Exercise description:
From the listing below, pull out every line that contains the word "crowd" and copy each one in full. Matching is case-sensitive.

Dataset records:
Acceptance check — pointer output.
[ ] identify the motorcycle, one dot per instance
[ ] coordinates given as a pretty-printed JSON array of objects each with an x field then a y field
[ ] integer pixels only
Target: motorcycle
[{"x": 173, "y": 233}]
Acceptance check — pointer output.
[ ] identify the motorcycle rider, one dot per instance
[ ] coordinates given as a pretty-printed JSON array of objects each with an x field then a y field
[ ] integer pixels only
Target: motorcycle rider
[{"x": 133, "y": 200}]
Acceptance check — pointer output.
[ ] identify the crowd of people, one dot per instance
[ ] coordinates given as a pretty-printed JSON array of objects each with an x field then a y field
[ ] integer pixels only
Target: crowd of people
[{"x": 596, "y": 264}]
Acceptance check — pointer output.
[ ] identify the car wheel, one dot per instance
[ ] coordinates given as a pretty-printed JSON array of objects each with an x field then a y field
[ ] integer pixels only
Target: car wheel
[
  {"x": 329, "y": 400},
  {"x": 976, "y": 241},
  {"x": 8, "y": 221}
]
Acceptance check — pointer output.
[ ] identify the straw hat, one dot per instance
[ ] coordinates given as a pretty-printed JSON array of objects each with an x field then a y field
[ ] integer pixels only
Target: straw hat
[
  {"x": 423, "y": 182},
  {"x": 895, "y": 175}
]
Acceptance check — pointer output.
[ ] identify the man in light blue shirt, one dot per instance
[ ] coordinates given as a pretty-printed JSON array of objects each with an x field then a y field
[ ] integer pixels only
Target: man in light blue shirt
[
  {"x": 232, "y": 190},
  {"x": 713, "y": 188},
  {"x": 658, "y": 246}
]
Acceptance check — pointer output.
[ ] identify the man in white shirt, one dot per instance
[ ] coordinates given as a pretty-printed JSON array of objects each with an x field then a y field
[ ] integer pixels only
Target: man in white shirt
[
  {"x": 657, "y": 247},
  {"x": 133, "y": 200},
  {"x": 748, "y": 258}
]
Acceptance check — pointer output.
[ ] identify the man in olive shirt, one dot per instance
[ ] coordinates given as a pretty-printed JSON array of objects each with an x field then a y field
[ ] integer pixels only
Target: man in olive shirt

Solution to this problem:
[ ] identify the crowd of people, one dot per instance
Target: crowd of people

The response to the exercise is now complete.